* What you have to do:
Please reproduce the lines of the listing below unchanged, beginning at the line that contains "Where can the white karate" and stopping after the line that contains "<point>378,709</point>". Output only those lines.

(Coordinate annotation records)

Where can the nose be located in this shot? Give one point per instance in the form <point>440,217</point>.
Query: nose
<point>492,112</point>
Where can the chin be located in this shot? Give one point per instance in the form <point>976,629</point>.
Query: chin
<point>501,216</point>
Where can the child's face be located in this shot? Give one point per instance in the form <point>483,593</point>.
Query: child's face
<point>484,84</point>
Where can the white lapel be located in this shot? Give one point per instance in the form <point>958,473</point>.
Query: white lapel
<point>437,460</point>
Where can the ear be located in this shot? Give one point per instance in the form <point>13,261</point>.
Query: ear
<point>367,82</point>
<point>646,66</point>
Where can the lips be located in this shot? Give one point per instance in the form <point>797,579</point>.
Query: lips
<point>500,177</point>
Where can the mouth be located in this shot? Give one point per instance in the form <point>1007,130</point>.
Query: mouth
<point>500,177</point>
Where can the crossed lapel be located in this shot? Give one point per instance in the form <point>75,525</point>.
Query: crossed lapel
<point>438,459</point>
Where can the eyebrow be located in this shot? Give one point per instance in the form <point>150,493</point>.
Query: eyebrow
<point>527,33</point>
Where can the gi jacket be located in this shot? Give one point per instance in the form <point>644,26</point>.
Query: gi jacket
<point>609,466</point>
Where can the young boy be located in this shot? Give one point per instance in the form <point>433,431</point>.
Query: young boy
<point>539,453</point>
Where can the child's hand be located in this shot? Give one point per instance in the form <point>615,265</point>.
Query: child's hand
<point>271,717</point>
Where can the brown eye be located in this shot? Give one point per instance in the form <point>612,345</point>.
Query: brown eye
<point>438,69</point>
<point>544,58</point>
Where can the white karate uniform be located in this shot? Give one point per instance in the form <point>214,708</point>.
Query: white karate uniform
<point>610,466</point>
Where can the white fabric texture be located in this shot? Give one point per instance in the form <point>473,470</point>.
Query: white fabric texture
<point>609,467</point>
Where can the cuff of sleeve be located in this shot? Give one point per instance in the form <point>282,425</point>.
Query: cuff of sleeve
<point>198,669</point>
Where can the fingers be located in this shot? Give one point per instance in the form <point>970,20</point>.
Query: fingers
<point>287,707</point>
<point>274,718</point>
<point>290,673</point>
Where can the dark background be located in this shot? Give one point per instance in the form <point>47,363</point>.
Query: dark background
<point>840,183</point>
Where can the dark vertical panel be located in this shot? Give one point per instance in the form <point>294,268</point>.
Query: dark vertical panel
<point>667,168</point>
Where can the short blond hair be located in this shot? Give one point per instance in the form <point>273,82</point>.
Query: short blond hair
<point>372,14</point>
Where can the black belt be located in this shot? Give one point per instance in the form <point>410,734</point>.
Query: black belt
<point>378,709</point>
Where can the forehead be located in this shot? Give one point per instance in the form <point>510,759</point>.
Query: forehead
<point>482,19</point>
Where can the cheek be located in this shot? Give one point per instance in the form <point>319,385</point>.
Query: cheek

* Answer to this problem:
Where can the white karate uniform be located in this shot? Give one point per instance in the form <point>214,708</point>.
Query: white karate uniform
<point>610,466</point>
Where can the white fabric texture be located in this shot? Give one point per instance in the form <point>473,470</point>.
Query: white fabric texture
<point>609,467</point>
Where can the cuff of sleeve be located in this shot? Give one point per instance in the form <point>282,425</point>.
Query: cuff of sleeve
<point>198,669</point>
Where can the fingers be located in this shot? Give one point per instance in the form <point>970,20</point>.
Query: fingers
<point>287,707</point>
<point>274,718</point>
<point>290,673</point>
Where can the dark background be located in this shot? Give one point per instance in the form <point>47,363</point>.
Query: dark background
<point>840,183</point>
Where can the dark vertical panel be located in this shot? Give one point per instance in the form <point>294,268</point>.
Query: dark vertical panel
<point>667,168</point>
Where can the short blond hair be located in this shot? Give one point per instance in the form <point>273,82</point>.
Query: short blond hair
<point>372,14</point>
Where can the black belt be located in this shot? Give one point per instance in the form <point>410,734</point>.
Query: black belt
<point>378,709</point>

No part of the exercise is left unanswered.